DIRECTIVE:
Can you reproduce the items below verbatim, beginning at the line that contains "# test: mark the wood" and continuing through the last line of the items?

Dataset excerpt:
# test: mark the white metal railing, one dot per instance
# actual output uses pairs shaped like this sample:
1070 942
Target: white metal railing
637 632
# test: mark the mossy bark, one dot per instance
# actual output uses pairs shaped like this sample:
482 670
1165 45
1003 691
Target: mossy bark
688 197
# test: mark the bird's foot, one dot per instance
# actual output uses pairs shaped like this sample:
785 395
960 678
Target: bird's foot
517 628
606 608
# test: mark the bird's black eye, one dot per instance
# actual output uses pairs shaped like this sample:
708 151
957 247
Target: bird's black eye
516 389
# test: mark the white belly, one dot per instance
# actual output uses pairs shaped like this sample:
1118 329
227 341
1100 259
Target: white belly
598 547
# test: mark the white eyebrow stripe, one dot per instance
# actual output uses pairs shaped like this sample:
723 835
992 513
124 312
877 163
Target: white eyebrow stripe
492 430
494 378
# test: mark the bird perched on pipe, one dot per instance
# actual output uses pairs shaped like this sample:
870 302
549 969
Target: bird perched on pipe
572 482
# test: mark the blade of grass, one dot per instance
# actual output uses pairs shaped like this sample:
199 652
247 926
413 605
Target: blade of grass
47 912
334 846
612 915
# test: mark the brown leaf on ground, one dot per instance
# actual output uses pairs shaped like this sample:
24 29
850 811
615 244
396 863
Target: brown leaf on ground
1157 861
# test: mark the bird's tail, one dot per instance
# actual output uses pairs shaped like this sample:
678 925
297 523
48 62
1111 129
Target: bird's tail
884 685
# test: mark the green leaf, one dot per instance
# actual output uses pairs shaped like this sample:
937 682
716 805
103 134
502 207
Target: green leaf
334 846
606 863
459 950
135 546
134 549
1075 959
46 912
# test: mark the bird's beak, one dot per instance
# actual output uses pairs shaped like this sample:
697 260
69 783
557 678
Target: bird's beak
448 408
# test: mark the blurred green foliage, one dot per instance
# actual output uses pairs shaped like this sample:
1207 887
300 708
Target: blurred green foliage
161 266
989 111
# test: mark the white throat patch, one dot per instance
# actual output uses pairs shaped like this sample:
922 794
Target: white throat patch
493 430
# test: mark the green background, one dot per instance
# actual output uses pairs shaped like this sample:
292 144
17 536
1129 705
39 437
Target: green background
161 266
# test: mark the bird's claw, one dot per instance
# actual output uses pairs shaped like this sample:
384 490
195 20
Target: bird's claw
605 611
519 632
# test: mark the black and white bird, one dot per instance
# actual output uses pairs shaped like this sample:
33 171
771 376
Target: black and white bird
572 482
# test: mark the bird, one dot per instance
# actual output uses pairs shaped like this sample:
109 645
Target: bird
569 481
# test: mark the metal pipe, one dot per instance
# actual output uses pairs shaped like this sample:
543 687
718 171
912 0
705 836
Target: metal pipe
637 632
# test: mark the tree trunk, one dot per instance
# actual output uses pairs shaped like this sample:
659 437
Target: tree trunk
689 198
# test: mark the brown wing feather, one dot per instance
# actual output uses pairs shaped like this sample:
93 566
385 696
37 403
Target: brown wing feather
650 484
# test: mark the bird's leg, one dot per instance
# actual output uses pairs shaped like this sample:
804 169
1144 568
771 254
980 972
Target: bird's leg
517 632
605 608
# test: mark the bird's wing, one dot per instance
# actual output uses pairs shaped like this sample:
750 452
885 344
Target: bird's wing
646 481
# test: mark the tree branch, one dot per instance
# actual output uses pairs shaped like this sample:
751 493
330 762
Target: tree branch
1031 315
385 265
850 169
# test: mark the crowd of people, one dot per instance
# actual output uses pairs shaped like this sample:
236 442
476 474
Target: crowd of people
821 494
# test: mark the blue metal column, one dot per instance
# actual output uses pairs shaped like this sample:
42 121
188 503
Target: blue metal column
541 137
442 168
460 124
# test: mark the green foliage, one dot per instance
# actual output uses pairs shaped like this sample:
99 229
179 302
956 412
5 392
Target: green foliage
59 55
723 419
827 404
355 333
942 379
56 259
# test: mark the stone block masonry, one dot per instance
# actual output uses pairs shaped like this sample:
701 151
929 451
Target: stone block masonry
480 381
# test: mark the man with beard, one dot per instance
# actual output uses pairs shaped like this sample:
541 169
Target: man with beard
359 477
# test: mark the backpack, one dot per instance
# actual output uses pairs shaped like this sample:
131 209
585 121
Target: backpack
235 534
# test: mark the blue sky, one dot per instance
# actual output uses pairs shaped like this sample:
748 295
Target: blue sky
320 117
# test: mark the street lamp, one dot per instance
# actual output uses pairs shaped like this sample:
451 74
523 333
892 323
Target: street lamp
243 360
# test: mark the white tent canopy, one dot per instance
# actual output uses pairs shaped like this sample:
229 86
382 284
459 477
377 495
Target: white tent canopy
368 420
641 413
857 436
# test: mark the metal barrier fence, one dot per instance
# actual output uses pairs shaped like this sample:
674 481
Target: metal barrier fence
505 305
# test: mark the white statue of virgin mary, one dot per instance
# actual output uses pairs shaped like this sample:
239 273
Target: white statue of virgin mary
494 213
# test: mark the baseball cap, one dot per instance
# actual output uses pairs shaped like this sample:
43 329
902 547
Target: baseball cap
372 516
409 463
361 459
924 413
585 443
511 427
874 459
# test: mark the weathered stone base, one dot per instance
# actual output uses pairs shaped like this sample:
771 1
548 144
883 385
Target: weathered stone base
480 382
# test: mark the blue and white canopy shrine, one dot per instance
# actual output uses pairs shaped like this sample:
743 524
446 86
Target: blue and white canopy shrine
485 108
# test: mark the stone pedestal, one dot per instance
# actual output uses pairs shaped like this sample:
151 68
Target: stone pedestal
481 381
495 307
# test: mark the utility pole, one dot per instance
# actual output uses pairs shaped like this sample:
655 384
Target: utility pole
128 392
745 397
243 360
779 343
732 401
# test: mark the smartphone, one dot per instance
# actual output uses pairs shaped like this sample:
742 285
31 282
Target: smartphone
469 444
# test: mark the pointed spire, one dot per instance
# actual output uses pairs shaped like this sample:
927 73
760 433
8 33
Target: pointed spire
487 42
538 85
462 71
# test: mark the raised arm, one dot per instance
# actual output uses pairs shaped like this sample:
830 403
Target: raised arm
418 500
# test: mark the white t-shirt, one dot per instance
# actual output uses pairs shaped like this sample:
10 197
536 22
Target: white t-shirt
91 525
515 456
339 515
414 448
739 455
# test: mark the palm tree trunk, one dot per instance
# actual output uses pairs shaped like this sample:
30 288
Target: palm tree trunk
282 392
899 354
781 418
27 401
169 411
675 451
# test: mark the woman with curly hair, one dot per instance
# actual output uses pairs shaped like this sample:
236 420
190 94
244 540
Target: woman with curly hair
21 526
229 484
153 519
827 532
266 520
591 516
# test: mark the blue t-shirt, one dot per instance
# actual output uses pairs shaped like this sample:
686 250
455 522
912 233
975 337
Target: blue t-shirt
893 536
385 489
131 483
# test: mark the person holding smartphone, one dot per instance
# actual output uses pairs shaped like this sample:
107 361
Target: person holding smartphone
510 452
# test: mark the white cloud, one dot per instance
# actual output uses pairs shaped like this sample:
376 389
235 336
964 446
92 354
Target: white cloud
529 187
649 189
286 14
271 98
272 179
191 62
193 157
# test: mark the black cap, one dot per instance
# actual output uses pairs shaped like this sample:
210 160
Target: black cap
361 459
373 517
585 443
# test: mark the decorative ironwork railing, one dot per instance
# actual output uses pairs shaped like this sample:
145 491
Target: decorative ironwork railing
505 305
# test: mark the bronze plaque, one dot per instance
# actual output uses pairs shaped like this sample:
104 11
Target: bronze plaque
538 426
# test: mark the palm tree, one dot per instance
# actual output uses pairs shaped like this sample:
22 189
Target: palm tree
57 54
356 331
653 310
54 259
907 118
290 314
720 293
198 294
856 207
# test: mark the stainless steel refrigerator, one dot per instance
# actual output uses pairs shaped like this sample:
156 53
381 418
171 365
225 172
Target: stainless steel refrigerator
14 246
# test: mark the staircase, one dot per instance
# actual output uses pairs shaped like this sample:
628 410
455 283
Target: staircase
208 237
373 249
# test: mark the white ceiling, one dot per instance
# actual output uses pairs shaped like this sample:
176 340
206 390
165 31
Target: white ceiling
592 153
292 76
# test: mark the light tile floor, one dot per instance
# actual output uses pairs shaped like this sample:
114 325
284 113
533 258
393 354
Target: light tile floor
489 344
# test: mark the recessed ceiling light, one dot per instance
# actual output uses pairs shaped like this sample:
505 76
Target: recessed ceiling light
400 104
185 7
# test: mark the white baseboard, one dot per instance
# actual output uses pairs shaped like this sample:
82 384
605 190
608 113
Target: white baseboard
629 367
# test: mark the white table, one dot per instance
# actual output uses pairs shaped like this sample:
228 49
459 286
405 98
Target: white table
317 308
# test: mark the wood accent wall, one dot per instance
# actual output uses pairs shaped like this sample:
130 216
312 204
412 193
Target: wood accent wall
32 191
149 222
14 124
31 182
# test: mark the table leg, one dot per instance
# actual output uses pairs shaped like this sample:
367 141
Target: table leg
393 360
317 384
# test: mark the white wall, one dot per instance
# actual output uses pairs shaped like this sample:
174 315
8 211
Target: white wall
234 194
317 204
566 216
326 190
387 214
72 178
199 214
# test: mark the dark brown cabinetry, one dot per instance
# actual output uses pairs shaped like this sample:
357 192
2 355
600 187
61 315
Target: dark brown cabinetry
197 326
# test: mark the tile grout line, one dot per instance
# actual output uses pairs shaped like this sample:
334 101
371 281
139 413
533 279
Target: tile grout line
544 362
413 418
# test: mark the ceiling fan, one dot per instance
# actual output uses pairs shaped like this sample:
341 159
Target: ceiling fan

FULL RESPONSE:
# test: mark the wood accent wall, one dot per instance
# actual output uses pairs shaped like this sample:
130 216
312 204
412 193
Target: wood accent wall
32 191
149 222
14 124
31 182
# test: mark the table leg, one dot per instance
# actual output uses pairs shaped like this sample:
367 141
Target: table leg
393 360
317 384
# test: mark the white wall, one dot per instance
# actual output uses pairs shaped like this sample:
174 315
8 211
Target: white wall
234 194
317 204
566 216
326 190
387 214
72 178
199 214
# test: mark the dark brown cabinetry, one dot per instance
# actual output uses pairs shaped like this sample:
357 192
2 355
600 187
61 315
Target: dark brown cabinetry
197 326
# test: mark the tile grout line, one dot per instance
# actual output uses pairs shaped like this sample:
334 101
371 281
139 413
533 279
Target: tile grout line
544 362
413 418
# test: mark the ceiling fan, one dot per instance
# actual output uses pairs shaped like this sample:
341 159
Target: ceiling fan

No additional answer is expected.